• _EXTRACTED TEXT_:
As seen from the figure above, environmental scanning should primarily identify
opportunities and threats in the organisation’s environment. Once these are
identified, the organisation can create a strategy which helps in maximizing the
opportunities and minimizing the threats. Before looking at the important factors
for environmental scanning, let’s take a quick peek at the components of an
organisation’s environment.

Components of a Business Environment


As you can see above, the internal environment of an organisation consists of
various elements like the value system, mission/objectives of the organisation,
structure, culture, quality of employees, labor unions, technological capabilities,
etc. These elements lie within the organisation and any changes to them can affect
the overall success of the business.

On the other hand, an organisation cannot operate in a vacuum. Also, there are many
factors outside the walls of an organisation which affects the functions of the
business. These factors constitute the external environment of an organisation.

An organisation is mainly dependent on the environment in which it operates for


the reasons as discussed below.

Exchanging Information
An organisation and its environment exchange information between themselves.
Organisations need information about the external environment for planning,
decision-making and control purposes. Hence, they analyze the environment’s
variables along with studying their behavior and changes.

Further, the information generated by this analysis helps the organisation handle the
problems of uncertainty and complexity of the business environment. Therefore,
firms try to gather information pertaining to market conditions, economic activity,
technological developments, demographic factors, socio-political changes,
competition activities, etc.

Also, the organisation also transmits information to external agencies. It does so,
either voluntarily or inadvertently. Therefore, the exchange of information is an
important interaction between an organisation and its environment forming the
basis of their relationship.

Exchanging Resources
Apart from exchanging information, an organisation and its environment also
exchange resources. A firm needs inputs like finance, manpower, equipment, etc.
from its environment. Typically, the resources required by an organisation are
categorized into 5 M’s:

• Men or Manpower
• Money
• Method
• Machine
• Material

An organisation uses these inputs to produce goods or services or both. Acquisition


of these inputs usually requires an interaction between the firm and the markets.
This interaction can be in the form of competition or collaboration. Nevertheless,
the purpose is to ensure a constant supply of inputs.

On the other hand, the organisation depends on its environment for the sale of its
goods and services. This process also requires interaction between the firm and its
environment. Further, the firm must

• Perceive the needs of the environment and develop products or services to


meet those needs.
• Satisfy the demands and expectations of the clientele groups. These groups
are:
• Consumers
• Employees
• Shareholders
• Creditors
• Suppliers
• Local Community
• The general public, etc.
Exchanging Influence and Power
The third important interaction between an organisation and its environment is the
exchange of influence and power. By now, we understand that the external
environment holds considerable power over a firm due to the following reasons:

• The business environment is inclusive


• It has a command over the resources, information, etc. which the firm
requires
• It offers opportunities for growth on one hand and threats and constraints
on the other
Hence, the environment can impose its will on the organisation. On the other hand,
there are times and scenarios when an organisation holds a position wherein it can
wield considerable power and influence over some aspects of the external
environment. This usually happens when the firm has command over resources and
information.

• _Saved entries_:
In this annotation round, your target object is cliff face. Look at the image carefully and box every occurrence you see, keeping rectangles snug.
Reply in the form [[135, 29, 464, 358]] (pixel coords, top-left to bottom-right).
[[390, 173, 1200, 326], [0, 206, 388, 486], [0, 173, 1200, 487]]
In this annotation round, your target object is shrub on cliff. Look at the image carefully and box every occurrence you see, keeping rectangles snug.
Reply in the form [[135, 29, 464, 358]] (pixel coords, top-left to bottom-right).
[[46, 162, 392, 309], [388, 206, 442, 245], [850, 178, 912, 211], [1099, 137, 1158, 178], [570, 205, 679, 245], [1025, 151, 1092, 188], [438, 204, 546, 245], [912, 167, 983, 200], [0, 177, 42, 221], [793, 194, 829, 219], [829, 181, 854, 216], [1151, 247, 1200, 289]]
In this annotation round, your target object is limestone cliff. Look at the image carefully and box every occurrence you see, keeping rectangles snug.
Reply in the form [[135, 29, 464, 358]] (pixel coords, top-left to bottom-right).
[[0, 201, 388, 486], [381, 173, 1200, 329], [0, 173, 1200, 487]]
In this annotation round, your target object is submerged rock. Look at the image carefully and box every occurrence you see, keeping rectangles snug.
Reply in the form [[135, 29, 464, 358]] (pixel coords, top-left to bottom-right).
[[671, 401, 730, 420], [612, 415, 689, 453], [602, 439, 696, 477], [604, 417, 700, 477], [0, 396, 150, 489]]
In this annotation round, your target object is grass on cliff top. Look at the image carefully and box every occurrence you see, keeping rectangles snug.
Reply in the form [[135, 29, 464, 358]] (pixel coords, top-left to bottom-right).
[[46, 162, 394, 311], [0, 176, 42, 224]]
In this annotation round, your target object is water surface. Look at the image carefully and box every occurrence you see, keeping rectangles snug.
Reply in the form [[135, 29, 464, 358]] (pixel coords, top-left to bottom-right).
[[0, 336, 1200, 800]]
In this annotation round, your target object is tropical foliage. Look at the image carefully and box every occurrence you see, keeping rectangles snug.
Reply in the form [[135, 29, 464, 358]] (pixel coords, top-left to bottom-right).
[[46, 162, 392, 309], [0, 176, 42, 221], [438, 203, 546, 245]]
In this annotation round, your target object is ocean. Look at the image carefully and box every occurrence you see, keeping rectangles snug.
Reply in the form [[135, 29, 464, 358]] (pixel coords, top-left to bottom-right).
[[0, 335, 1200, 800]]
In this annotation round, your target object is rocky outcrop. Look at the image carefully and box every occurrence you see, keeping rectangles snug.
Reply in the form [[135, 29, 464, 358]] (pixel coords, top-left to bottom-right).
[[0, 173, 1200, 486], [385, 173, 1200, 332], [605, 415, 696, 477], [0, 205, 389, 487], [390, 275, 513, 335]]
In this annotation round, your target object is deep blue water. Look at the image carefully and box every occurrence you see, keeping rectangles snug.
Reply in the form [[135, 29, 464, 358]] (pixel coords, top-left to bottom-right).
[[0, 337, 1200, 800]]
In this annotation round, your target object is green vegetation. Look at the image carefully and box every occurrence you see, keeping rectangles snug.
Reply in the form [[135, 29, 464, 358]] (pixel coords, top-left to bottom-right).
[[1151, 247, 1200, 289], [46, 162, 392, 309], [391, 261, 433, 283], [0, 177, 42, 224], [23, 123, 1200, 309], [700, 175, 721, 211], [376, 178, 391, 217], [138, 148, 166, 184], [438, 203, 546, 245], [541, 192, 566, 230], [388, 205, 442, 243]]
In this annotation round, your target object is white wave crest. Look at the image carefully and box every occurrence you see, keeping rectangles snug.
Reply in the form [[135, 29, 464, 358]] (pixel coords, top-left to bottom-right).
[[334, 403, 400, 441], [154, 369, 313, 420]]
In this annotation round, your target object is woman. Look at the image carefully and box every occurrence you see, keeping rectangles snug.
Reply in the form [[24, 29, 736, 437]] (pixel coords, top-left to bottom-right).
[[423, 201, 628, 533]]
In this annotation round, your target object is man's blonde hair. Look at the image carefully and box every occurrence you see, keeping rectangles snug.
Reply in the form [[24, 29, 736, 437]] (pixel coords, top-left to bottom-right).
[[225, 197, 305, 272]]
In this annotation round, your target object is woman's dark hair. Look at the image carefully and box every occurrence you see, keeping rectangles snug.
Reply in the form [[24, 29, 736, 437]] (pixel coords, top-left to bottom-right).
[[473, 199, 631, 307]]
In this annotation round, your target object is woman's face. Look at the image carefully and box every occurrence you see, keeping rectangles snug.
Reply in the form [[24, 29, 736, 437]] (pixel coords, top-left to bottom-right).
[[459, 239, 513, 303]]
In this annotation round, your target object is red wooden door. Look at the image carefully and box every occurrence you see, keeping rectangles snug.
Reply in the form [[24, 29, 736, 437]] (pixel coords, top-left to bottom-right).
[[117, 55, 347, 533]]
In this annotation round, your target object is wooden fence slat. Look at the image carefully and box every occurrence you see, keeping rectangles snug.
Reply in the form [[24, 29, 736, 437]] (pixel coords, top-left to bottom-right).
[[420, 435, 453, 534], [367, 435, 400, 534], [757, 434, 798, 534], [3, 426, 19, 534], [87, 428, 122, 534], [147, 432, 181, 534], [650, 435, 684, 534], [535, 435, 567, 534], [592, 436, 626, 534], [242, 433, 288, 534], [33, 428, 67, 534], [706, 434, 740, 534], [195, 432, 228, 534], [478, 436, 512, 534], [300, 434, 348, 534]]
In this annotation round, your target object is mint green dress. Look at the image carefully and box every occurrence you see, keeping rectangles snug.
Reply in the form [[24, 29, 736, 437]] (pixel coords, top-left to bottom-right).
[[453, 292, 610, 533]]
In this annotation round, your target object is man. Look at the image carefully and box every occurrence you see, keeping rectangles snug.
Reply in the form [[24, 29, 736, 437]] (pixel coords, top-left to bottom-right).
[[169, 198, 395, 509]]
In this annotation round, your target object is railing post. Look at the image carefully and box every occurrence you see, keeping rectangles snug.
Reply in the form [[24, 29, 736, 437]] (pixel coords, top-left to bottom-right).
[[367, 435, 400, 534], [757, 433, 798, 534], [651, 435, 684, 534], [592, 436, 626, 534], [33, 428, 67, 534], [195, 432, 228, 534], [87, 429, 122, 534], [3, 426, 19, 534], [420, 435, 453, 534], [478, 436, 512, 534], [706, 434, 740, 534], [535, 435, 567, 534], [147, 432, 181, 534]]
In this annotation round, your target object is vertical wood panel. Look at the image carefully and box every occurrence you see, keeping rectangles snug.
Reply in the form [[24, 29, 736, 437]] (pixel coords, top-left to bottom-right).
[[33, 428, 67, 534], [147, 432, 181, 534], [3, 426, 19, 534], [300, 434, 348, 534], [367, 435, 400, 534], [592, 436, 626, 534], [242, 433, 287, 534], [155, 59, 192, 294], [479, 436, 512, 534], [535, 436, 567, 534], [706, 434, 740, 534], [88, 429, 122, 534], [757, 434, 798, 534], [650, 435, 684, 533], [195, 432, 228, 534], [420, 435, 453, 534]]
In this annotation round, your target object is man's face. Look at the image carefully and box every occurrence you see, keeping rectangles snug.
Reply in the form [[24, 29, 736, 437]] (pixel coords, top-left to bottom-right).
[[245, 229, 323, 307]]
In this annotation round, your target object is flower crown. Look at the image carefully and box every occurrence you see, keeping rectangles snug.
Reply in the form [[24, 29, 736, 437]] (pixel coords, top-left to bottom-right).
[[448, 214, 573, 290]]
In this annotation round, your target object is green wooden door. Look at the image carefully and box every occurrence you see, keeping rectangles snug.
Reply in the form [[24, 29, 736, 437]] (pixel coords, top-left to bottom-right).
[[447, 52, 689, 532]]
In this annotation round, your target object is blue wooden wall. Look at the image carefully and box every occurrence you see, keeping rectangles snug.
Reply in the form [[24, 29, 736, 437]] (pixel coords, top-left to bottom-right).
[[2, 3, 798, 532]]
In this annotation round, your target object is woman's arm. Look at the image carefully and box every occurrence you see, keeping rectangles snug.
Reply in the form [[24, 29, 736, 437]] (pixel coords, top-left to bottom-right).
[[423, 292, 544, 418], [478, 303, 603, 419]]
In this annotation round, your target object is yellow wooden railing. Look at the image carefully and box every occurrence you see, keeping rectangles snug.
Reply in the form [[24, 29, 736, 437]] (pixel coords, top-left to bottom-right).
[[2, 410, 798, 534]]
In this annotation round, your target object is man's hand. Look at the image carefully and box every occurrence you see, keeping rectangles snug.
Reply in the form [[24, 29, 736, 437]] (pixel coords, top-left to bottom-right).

• _REQUESTS_:
1) In the text about business environments, what are the 5 M's into which an organisation's required resources are categorized?
2) Continue the text about business environments after its final sentence.
The data has no connection to the text about business environments.

• _THE REPLIES_:
1) Men or Manpower, Money, Method, Machine, and Material.

2)
An organisation with a higher degree of power over its environment has more
autonomy and freedom of action. Also, the firm can dictate terms to its environment
and mold them to its will.

An Organisation’s Response to its Environment

In order for an organisation to respond well to its environment, it must be able to


monitor and make sense of its environment and have an internal capacity to develop
effective responses. An organisation’s response to its environment can be of the
following three types:

1. Administrative: These are either proactive or reactive responses to specific


environments leading to forming or redefining the organisation’s purpose and
key tasks.
2. Competitive: A change in the competitive environment can force an
organisation to respond with actions that can help it gain a competitive
advantage over its rivals.
3. Collective: Many organisations cope with environmental dependence
problems through strategic collective responses including methods like co-
opting, bargaining, alliances, etc.

Specific Environment is the part of the external environment of an organisation


with which it interfaces in the course of conducting its business. It is also called:
Task Environment.
The institutions, stakeholders and forces belonging to this group are directly
relevant to the achievement of the organisational goals because they have direct
and immediate impact on the decisions and actions of its management. The
specific environment of each organisation is unique and changes with conditions.
Typical constituents of the task environment are: customers, suppliers,
competitors, and pressure groups. Employees are not considered part of the
specific environment, because they are inside the organisation.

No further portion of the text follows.